__Given information__:
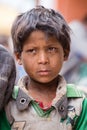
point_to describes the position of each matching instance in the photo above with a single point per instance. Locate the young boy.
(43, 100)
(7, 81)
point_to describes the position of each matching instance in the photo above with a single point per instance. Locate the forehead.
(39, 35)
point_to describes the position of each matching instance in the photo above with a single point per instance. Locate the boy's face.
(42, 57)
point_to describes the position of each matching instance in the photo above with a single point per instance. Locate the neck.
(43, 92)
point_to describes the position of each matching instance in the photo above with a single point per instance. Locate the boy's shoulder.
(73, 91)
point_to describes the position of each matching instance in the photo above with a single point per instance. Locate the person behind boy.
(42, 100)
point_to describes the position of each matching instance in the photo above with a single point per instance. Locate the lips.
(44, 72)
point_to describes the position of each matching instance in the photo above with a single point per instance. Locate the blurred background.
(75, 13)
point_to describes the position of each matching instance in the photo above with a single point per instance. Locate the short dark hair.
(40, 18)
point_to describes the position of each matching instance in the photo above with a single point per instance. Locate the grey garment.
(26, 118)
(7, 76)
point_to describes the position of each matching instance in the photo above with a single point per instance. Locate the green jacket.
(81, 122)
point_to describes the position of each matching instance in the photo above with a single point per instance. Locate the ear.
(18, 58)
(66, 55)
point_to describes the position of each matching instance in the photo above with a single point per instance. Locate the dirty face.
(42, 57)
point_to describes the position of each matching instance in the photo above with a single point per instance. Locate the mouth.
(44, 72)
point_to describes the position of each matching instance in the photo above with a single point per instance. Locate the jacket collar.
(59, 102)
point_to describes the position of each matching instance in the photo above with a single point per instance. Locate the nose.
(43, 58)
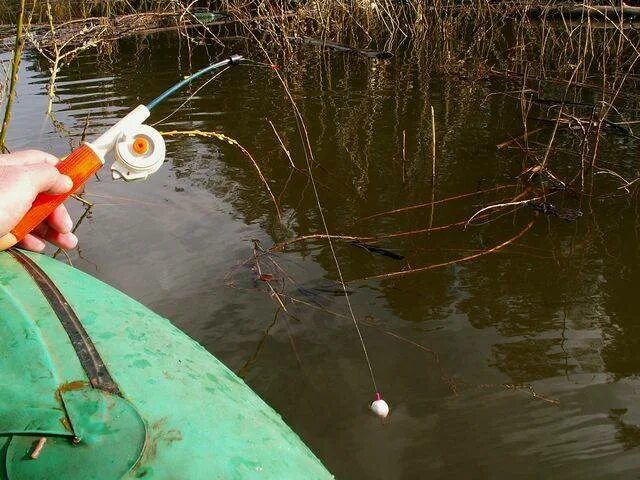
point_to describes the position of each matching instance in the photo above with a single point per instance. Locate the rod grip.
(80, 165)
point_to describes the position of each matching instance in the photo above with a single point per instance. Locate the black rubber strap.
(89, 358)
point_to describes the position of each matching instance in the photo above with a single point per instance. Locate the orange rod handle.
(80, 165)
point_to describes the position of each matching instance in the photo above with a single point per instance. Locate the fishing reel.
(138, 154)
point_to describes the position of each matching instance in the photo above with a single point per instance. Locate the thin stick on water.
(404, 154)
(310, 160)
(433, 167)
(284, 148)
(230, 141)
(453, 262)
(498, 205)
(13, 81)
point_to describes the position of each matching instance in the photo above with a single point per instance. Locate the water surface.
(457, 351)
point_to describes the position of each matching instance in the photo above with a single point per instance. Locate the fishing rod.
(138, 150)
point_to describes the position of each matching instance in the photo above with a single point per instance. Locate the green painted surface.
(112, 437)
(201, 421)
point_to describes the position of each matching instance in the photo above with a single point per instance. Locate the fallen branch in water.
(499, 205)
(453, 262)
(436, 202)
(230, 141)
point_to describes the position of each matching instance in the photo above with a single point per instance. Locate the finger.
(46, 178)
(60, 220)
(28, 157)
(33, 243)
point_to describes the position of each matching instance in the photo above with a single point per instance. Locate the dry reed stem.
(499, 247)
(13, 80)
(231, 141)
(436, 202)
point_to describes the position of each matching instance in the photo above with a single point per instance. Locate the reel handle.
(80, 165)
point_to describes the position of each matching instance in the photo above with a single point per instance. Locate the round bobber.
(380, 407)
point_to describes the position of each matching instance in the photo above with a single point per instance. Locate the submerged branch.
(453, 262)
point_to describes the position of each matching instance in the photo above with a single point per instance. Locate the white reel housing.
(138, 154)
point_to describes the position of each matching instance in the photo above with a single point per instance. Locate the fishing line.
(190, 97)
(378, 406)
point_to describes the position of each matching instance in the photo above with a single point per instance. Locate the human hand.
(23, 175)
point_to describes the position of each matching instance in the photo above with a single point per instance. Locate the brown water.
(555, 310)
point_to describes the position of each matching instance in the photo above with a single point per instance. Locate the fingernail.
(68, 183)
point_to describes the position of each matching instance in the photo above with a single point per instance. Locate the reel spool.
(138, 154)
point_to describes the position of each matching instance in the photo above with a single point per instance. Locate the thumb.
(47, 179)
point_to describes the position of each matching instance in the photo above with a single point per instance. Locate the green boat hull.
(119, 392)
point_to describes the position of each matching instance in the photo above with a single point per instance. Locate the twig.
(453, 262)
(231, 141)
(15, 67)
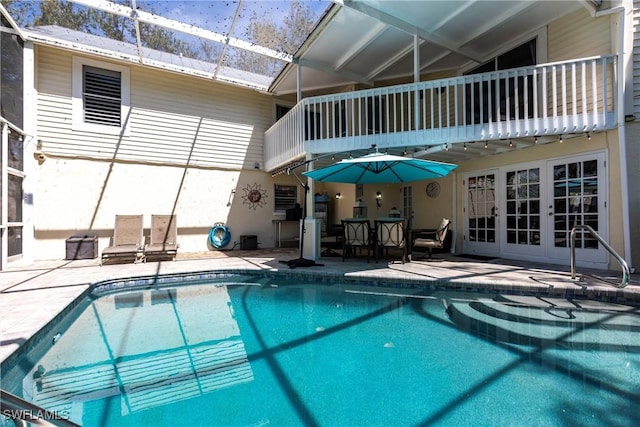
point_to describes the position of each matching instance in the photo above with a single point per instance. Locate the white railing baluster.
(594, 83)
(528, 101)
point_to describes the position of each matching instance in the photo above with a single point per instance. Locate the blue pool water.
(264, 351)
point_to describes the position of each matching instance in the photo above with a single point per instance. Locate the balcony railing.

...

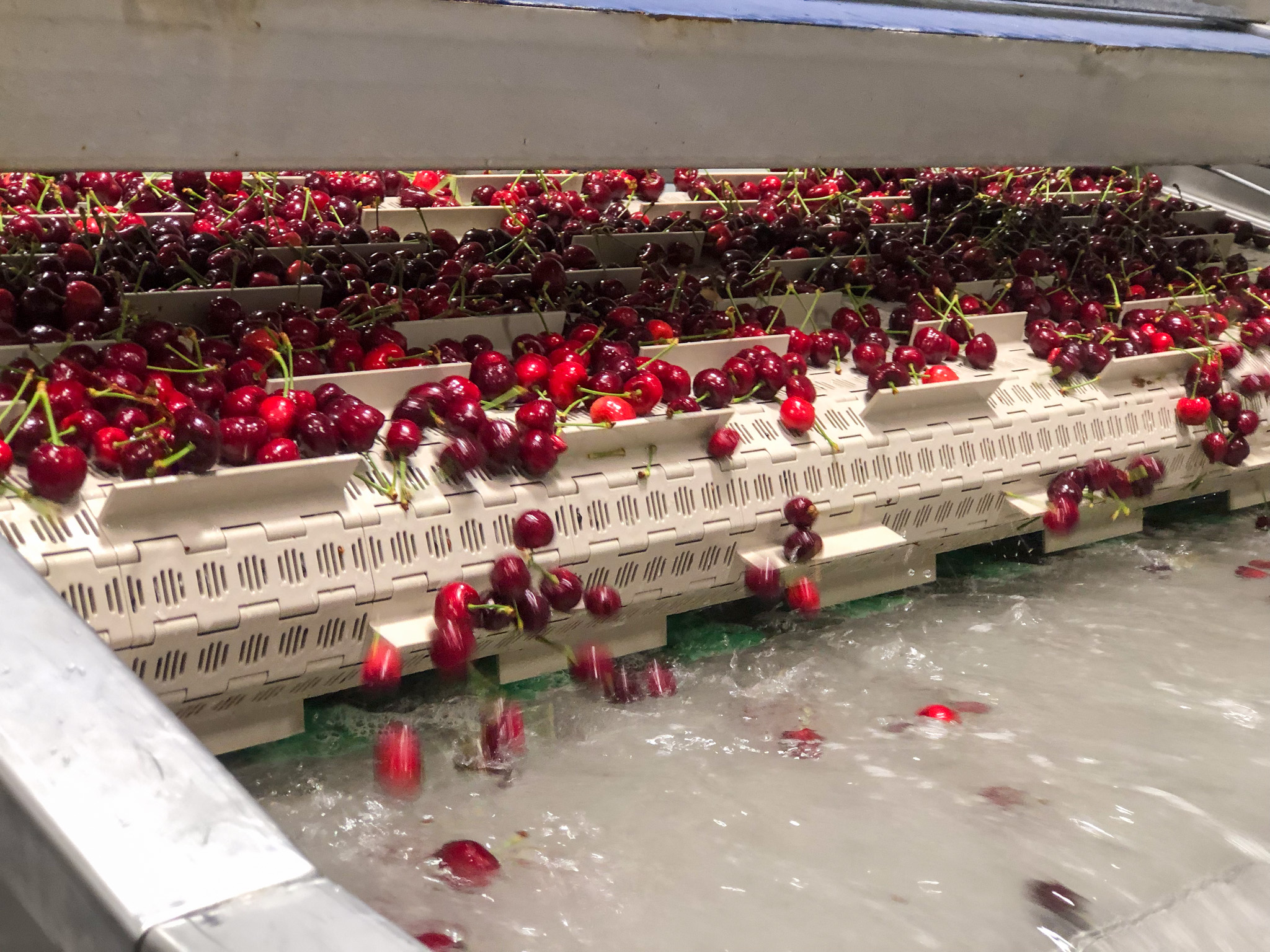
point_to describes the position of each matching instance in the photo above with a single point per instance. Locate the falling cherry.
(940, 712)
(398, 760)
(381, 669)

__What this task involves__: In the entries above, find the line with "white railing baluster." and the line with "the balcony railing.", then restate word for word both of them and every line between, with nothing more.

__Reply to the exercise__:
point_to describes the position of each matching instance in the photo above with a single point per instance. Locate the white railing baluster.
(594, 83)
(528, 101)
point_to describes the position of each matching instance in the photo above with a single point per instance. Locate the blue pool water.
(264, 351)
point_to describes the position of each matching instance in the photo above with a single point per instance. Locate the balcony railing.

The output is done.